■ **GIVEN EXERCISE**: Please copy the records word for word, from the first line up to and including the line that contains "[(63, 198), (230, 249)]".

■ **RECORDS FOR PROCESSING**:
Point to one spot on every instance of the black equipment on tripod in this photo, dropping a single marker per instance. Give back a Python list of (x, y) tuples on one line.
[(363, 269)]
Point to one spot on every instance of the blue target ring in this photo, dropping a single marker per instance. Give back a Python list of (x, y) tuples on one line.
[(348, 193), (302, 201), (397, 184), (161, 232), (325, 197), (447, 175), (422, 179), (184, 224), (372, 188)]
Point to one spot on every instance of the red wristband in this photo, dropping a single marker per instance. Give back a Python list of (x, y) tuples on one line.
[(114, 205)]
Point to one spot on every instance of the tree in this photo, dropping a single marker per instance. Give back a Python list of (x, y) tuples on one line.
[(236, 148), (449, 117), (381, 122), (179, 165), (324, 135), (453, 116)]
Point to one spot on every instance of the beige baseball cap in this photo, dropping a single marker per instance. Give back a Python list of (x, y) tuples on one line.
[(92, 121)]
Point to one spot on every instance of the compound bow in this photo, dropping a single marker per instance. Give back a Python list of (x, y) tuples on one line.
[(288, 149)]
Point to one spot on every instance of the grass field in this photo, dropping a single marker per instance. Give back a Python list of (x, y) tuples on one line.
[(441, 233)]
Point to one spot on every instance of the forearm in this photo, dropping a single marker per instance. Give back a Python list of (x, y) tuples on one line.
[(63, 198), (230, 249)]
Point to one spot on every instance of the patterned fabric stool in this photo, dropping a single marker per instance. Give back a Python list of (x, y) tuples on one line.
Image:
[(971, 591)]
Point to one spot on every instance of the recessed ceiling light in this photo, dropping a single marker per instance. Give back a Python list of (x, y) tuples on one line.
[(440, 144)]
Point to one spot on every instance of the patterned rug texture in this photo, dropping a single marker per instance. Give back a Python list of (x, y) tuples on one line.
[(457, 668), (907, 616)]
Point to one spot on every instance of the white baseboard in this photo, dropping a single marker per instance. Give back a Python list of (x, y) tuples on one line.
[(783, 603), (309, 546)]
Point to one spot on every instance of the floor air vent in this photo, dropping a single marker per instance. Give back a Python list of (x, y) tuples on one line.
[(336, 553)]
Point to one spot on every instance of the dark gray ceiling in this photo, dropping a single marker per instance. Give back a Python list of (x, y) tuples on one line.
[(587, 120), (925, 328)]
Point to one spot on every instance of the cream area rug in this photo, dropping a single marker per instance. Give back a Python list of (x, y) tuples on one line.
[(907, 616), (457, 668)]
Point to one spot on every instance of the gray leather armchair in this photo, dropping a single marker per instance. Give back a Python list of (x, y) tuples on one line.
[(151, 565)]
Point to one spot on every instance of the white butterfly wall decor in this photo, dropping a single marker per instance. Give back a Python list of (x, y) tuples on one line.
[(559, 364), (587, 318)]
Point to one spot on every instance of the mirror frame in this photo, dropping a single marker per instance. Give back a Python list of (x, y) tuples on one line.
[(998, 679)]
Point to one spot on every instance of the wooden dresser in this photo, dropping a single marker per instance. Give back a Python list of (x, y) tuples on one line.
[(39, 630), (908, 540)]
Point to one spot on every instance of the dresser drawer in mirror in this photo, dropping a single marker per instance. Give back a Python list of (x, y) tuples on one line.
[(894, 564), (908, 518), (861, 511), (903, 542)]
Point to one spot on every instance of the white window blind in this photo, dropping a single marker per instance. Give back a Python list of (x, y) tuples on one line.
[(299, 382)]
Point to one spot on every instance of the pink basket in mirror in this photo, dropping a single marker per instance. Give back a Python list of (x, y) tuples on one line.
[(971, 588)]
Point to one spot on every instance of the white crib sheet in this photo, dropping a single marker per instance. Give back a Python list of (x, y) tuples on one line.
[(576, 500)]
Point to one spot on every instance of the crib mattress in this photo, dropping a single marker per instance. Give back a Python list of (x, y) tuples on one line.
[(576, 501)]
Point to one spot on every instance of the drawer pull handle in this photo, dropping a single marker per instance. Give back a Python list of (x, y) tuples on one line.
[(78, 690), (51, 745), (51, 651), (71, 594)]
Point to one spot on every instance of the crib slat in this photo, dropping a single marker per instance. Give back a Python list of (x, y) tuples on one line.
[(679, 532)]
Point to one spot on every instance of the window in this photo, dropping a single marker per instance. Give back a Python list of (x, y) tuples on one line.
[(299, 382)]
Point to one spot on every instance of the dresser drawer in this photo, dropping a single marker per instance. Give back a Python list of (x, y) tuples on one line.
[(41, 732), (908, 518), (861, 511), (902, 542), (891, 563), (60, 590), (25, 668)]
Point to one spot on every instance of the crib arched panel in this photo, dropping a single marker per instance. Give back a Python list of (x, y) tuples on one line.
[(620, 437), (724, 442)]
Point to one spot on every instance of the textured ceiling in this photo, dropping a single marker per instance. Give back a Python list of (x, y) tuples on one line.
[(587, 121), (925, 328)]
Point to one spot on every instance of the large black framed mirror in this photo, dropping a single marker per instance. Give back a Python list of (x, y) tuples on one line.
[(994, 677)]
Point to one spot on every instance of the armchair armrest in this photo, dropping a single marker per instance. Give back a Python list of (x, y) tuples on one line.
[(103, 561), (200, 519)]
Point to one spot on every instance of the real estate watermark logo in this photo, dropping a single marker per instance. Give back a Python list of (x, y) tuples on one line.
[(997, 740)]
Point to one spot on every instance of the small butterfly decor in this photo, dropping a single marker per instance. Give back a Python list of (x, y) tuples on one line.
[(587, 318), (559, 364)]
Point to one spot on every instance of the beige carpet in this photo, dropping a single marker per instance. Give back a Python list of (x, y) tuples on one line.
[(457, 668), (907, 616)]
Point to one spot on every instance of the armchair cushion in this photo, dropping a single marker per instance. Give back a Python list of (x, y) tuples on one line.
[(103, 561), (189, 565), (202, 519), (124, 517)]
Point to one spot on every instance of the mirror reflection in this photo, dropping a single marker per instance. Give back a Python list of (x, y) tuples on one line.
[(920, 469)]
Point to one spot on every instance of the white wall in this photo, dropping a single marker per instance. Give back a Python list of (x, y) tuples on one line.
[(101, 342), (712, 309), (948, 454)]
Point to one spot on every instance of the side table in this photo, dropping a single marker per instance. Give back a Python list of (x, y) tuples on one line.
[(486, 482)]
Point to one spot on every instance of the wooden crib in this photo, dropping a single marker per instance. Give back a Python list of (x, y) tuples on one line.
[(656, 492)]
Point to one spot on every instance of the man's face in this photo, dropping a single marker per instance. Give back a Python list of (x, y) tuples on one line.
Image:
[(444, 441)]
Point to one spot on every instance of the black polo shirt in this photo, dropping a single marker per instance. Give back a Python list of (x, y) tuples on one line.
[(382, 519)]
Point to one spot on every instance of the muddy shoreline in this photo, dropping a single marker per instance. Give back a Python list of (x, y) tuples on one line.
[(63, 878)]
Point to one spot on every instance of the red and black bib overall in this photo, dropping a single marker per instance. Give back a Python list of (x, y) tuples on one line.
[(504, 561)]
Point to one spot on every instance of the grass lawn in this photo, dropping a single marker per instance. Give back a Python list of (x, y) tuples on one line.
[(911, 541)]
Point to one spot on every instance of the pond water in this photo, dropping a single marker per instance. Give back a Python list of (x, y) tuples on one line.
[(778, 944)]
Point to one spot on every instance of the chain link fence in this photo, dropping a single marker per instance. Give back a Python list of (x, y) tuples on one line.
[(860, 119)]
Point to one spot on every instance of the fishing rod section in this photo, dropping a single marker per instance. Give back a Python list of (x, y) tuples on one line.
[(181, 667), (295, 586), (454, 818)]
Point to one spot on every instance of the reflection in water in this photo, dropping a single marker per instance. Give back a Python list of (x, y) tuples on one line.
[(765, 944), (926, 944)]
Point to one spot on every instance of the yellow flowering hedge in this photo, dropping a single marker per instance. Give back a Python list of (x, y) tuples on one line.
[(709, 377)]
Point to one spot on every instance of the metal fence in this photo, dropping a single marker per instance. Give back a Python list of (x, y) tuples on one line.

■ **COMPLETED TASK**:
Point to one spot on every instance of the black equipment on tripod in this photo, dropping a single marker per instance. Give back a Python list of (x, y) tuples on one line.
[(363, 269)]
Point to one spot on every instance of the blue target ring in this photo, dropping a single marker per instance. Give back a Python list of (x, y) tuples on one line.
[(348, 193), (302, 201), (397, 184), (161, 232), (325, 197), (447, 175), (422, 179), (184, 224), (372, 188)]
Point to one spot on every instance of the red wristband in this photo, dropping a single marker per instance. Give back a Python list of (x, y) tuples on one line.
[(114, 205)]
Point to one spot on every instance of the tree in this photo, dropping a single marker per instance. Give back a Python list of (x, y) tuples on one line.
[(236, 148), (449, 117), (381, 122), (179, 165), (324, 135), (453, 116)]
Point to one spot on every instance of the beige baseball cap in this photo, dropping a single marker per instance. Give back a Python list of (x, y) tuples on one line.
[(92, 121)]
Point to one spot on every instance of the compound bow in this photo, dropping a single marker per instance. Give back a Python list of (x, y) tuples on one line.
[(288, 149)]
Point to one spot on every instance of the grass field in this photo, dropping a single marker per instance. Give back a Python list of (x, y) tuples on one line.
[(441, 233)]
Point to one spot on every instance of the forearm in this photo, dropping a single marker per instance. Give back a Python list of (x, y) tuples on one line.
[(63, 198), (230, 249)]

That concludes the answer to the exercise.